**AIM OF THE EXERCISE:**
Retype the entries in full, exactly.

======== DATA EXTRACT

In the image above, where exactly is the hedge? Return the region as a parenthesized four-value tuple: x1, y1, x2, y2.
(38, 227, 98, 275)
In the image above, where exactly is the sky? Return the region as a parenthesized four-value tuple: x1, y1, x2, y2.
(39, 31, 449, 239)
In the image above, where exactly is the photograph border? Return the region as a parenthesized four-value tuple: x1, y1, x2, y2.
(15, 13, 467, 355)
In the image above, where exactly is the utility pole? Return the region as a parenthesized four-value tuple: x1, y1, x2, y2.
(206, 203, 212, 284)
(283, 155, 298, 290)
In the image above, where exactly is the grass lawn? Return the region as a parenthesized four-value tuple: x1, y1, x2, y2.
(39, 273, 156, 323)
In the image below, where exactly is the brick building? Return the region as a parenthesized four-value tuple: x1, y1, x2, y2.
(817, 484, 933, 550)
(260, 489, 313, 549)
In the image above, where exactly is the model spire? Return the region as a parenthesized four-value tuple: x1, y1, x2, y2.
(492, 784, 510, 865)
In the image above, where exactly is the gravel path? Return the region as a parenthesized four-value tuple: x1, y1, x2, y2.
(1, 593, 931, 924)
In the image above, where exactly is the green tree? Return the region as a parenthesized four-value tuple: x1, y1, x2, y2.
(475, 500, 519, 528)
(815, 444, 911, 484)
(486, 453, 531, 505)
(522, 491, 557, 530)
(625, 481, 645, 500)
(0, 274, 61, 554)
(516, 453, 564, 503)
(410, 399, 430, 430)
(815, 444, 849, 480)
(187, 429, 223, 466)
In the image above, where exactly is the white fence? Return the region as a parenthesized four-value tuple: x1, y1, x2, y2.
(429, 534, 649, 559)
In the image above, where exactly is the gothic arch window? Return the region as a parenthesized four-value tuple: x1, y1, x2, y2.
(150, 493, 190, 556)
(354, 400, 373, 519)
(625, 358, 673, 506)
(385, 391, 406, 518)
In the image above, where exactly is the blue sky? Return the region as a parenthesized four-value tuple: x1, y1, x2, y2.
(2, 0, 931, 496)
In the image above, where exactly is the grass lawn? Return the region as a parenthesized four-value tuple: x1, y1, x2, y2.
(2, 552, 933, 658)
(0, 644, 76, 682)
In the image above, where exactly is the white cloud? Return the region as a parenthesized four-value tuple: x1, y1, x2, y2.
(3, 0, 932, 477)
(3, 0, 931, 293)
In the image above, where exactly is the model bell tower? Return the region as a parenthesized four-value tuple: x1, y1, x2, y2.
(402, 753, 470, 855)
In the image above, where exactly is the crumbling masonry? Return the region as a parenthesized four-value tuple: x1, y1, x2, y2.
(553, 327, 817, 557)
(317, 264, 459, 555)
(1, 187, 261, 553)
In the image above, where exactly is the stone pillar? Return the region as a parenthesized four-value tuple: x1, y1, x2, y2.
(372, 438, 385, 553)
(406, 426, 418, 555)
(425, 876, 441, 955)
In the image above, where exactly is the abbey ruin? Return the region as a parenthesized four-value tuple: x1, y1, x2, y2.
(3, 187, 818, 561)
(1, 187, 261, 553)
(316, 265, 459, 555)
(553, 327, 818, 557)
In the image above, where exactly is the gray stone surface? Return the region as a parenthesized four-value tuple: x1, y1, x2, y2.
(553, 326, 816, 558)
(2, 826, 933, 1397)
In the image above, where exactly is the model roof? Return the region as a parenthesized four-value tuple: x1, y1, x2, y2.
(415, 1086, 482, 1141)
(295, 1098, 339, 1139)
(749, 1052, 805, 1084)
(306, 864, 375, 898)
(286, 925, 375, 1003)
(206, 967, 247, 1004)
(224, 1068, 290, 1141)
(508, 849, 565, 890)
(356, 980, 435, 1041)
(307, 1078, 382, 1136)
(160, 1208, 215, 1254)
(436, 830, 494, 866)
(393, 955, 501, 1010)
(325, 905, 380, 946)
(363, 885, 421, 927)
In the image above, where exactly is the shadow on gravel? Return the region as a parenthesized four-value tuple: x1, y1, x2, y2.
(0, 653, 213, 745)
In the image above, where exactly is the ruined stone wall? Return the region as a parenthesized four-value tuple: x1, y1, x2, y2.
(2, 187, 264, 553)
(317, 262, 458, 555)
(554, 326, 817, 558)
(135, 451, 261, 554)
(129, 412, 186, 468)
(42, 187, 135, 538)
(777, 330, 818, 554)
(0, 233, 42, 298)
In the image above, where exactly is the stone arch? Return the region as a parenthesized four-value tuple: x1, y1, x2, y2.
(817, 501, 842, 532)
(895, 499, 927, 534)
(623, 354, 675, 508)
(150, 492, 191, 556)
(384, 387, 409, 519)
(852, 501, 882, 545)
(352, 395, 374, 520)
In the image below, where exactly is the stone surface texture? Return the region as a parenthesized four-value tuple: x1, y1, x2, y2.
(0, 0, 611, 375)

================

**ANSWER TO THIS EXERCISE:**
In the image above, where exactly is the hedge? Return the region as a parenthesized four-value tuple: x1, y1, x2, y2.
(38, 227, 98, 275)
In the image above, where exactly is the sky? Return the region as a parenthesized four-value tuple: x1, y1, x2, y2.
(39, 31, 449, 239)
In the image above, where exactly is the photograph border? Return the region as a parenthesized four-value tuple: x1, y1, x2, y2.
(15, 13, 467, 355)
In the image above, where exactly is the utility pole? Return the region as a parenthesized four-value tuple: x1, y1, x2, y2.
(206, 203, 212, 284)
(283, 155, 298, 290)
In the image above, where exactly is the grass lawn? Return the region as a parenthesized four-value tuple: x1, y1, x2, y2.
(39, 273, 156, 323)
In the image below, where exactly is the brick building? Return the region as a parenthesized four-value tuple: x1, y1, x2, y2.
(817, 484, 933, 550)
(260, 489, 313, 549)
In the image above, where exactly is the model spire? Return the region as a parenthesized four-value tuple: x1, y1, x2, y2.
(492, 784, 510, 865)
In the image above, where exactly is the gravel path? Return the region as a parenthesized four-value tuple: x1, y1, x2, y2.
(1, 593, 931, 924)
In the image above, where exactly is the green tree? Return the region as a parenthesized four-value tuple: x1, y1, x2, y2.
(475, 500, 519, 528)
(815, 444, 911, 484)
(486, 453, 531, 505)
(522, 491, 557, 530)
(625, 481, 645, 500)
(0, 274, 61, 554)
(516, 453, 564, 503)
(410, 399, 430, 430)
(815, 444, 849, 480)
(187, 429, 223, 466)
In the image above, where exactly is the white fence? Return the region as a parenthesized four-value tuple: x1, y1, x2, y2.
(429, 534, 649, 559)
In the image above, where exactly is the gothic arch window? Return the region as a parenthesized four-value tuple: x1, y1, x2, y2.
(150, 493, 190, 556)
(354, 400, 373, 519)
(625, 358, 673, 506)
(385, 391, 406, 518)
In the image above, where exactly is the blue sky? Return the region as a parenthesized four-value tuple: x1, y1, x2, y2.
(2, 0, 931, 496)
In the image above, where exactly is the grass lawn? Return the region as a parenthesized four-value tuple: x1, y1, x2, y2.
(2, 552, 933, 658)
(0, 644, 76, 682)
In the image above, where exactly is the white cloud? Return the region as a parenthesized four-value tuple: x1, y1, x2, y2.
(3, 0, 932, 477)
(3, 0, 931, 293)
In the image above, where exactly is the model bell tower? Return the region as a parenthesized four-value tuple: x1, y1, x2, y2.
(402, 753, 470, 855)
In the image above, where exactly is the crumbling masonry? Return the region as a parenthesized four-value tuple: x1, y1, x2, y2.
(553, 327, 817, 557)
(317, 264, 459, 555)
(1, 187, 261, 553)
In the image above, where exactly is the stone pillar? Return the region as a parenthesized four-value tuple: x1, y1, x2, y2.
(372, 438, 385, 553)
(406, 426, 418, 555)
(425, 876, 441, 955)
In the image above, where exactly is the abbey ruin? Return the region as a parenthesized four-value tuple: x1, y1, x2, y2.
(3, 187, 818, 561)
(1, 187, 261, 553)
(316, 265, 459, 555)
(553, 327, 818, 557)
In the image above, where exactly is the gray stone surface? Return the region as a parenthesized four-value tuple: x1, y1, x2, y2.
(553, 326, 816, 558)
(2, 826, 933, 1397)
In the image above, where exactly is the model roof? Return the region as a parenthesized four-value tuple: x1, y1, x2, y2.
(415, 1086, 482, 1141)
(295, 1098, 339, 1139)
(749, 1052, 805, 1084)
(306, 864, 375, 898)
(286, 925, 375, 1003)
(206, 967, 247, 1004)
(224, 1068, 290, 1141)
(508, 849, 565, 890)
(356, 980, 435, 1041)
(307, 1078, 382, 1136)
(160, 1208, 215, 1254)
(436, 830, 494, 866)
(393, 955, 501, 1010)
(325, 905, 380, 946)
(363, 885, 421, 927)
In the image above, where exactly is the shadow on gravel? Return the region as a parenthesized four-value tuple: x1, y1, x2, y2.
(0, 653, 213, 745)
In the image above, where exactly is the ruined stone wall? Return the region as a parenthesized four-value tuple: x1, y1, x2, y2.
(2, 187, 264, 553)
(317, 262, 458, 555)
(554, 326, 817, 558)
(135, 451, 261, 554)
(129, 412, 186, 468)
(42, 187, 135, 538)
(777, 330, 818, 554)
(0, 233, 42, 298)
In the image above, where exactly is the stone arch? Return the region as a parenthesized four-value tuple: x1, y1, x2, y2.
(817, 501, 842, 532)
(895, 499, 927, 534)
(623, 354, 675, 508)
(150, 492, 191, 556)
(384, 387, 409, 519)
(852, 501, 882, 545)
(352, 395, 374, 520)
In the image below, where exactly is the stone surface texture? Return the region as a parenthesized four-value tuple: x1, y1, x2, y2.
(0, 0, 611, 375)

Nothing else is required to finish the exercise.